#### Items:
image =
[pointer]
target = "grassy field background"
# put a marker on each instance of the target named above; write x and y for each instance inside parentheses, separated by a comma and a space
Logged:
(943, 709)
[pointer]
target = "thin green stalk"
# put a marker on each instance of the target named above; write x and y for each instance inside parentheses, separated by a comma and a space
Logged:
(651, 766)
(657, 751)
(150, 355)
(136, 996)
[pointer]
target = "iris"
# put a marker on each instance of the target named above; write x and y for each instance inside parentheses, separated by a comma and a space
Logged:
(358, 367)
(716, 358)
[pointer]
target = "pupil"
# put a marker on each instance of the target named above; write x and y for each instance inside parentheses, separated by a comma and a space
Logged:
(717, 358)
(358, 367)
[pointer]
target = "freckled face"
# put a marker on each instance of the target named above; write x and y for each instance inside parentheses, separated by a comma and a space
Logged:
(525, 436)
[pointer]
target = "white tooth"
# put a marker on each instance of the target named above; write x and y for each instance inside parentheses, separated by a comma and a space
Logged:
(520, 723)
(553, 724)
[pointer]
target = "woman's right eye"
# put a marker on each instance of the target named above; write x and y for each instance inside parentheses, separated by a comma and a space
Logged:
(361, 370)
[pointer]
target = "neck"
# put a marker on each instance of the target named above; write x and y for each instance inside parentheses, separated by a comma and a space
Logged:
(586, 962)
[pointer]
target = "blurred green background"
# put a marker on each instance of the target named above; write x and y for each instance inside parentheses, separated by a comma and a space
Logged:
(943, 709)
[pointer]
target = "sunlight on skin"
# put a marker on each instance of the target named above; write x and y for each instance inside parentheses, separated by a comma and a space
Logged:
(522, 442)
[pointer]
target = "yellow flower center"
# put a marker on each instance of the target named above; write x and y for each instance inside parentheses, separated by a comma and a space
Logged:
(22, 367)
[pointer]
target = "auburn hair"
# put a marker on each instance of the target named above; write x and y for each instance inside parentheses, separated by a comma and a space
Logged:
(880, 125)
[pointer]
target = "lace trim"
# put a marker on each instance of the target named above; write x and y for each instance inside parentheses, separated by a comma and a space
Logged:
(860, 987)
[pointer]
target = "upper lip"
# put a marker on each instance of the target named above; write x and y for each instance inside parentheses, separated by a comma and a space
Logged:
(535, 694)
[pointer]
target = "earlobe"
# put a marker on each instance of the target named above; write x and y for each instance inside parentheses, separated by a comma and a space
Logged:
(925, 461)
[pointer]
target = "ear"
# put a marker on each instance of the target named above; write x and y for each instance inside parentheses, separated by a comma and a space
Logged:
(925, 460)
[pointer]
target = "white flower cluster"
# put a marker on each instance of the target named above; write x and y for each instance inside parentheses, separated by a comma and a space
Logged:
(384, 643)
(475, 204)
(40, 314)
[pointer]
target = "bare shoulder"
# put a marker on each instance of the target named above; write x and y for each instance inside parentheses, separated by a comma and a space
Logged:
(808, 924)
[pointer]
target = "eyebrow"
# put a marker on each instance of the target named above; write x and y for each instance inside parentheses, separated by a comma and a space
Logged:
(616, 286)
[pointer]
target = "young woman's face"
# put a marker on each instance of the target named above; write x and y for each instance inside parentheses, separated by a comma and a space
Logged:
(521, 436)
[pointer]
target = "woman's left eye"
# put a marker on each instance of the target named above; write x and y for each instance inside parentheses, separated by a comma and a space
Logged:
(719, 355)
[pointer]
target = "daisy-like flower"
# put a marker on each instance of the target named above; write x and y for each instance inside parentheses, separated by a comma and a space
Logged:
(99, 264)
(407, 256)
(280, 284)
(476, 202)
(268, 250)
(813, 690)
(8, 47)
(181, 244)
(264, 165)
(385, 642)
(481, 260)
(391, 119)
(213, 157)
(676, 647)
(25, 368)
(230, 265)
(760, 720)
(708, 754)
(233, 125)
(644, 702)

#### Exercise goal:
Write out all the records above again, exactly as they stand.

#### Result of this task:
image =
[pointer]
target = "grassy field background"
# put a marker on each instance of the target named above; write x and y for each instance inside parentheses, separated by a comma and a space
Logged:
(943, 709)
[pointer]
target = "thin green stalk"
# put a marker on each instance of the target named above; write x and y for each instance inside parentheses, separated by a comma and a space
Logged:
(651, 766)
(657, 751)
(150, 355)
(136, 996)
[pointer]
target = "iris"
# put a marker on each instance of the target named above; write x and y for each instance inside parentheses, separated by a comma and a space
Logged:
(358, 367)
(716, 358)
[pointer]
target = "pupil"
# put a marker on each instance of the target named above; write x and y for each instance inside parentheses, separated by a comma and a space
Logged:
(717, 358)
(358, 367)
[pointer]
target = "freckled face"
# put a marker on each instance of the target named above; write x and y for each instance inside parentheses, separated by a comma and a space
Logged:
(525, 436)
[pointer]
target = "white tooth"
# put a marker on each instance of the target named above; write x and y for each instance inside parentheses, separated by a comma and a space
Logged:
(520, 723)
(553, 724)
[pointer]
target = "woman's right eye"
# put a marker on each instance of the target named above; write x and y for each instance inside parentheses, separated by a comma and a space
Logged:
(361, 370)
[pointer]
target = "neck"
# put a marker on each instance of the target named above; write x and y for each instance inside parentheses, separated by a comma and a space
Logged:
(586, 962)
[pointer]
target = "blurred green background"
# put a marker on each instance of the target named above; write x and y for each instance inside parentheses, separated by a comma and a space
Logged:
(943, 709)
[pointer]
target = "sunlight on skin"
# put a marker on each instance of the target named above; write x and y for each instance inside parentheses, separated by a comma and a space
Logged:
(522, 442)
[pointer]
target = "yellow flower center"
# put a marker on each instance of the target named above; write x and y for each instance inside parentheses, separated by a comma and a space
Logged:
(22, 367)
[pointer]
target = "auburn hair"
# put a marker on each instance of the target named above; write x and y for each instance inside parentheses, separated by a comma and a space
Logged:
(880, 125)
[pointer]
target = "lace trim"
# put a marker on each instance of the target named above; write x and y for each instance inside parentheses, separated by a comma and a space
Logged:
(860, 987)
[pointer]
target = "upper lip"
# put a marker on each instance of the target named above; write x and y for each instance inside parentheses, separated by a comma and a space
Logged:
(535, 694)
[pointer]
target = "earlobe"
# put a marker on each instance of the target named above; write x and y for each instance inside parentheses, separated by a comma and a space
Logged:
(925, 461)
[pointer]
target = "ear"
# put a marker on each instance of the target named above; write x and y for each instance inside parentheses, separated by a comma and a space
Logged:
(925, 460)
[pointer]
target = "white flower cluster"
# put a marker on each instance of the target named above; write x and y for each instance inside parentheses, separated by a comma and a space
Logged:
(384, 643)
(475, 204)
(40, 314)
[pointer]
target = "bare shoulder"
# put a marker on each instance of the target named above; write x and y for each instance inside parentheses, separated by a comma and a space
Logged:
(808, 924)
[pointer]
target = "eyebrow"
# put a marker on each instance of the target named above; write x and y for each instance inside parentheses, separated by a comma and a space
Logged:
(616, 286)
[pointer]
target = "young woman's face"
# put a marker on each instance of the target named above; write x and y for each instance inside parentheses, separated by a comma and a space
Logged:
(521, 436)
[pointer]
target = "woman's left eye"
# put a marker on each instance of the target named above; write x and y for each instance inside parentheses, separated by a comma and a space
Logged:
(719, 355)
[pointer]
target = "daisy-like flower"
# put a marker on each instance of the target named above; write x and y for each instance inside parentheses, separated by a comma and a space
Logged:
(99, 264)
(407, 256)
(280, 284)
(476, 202)
(268, 250)
(813, 690)
(8, 47)
(181, 244)
(264, 165)
(385, 642)
(481, 260)
(391, 119)
(213, 157)
(676, 647)
(25, 368)
(230, 265)
(760, 720)
(708, 754)
(233, 125)
(644, 702)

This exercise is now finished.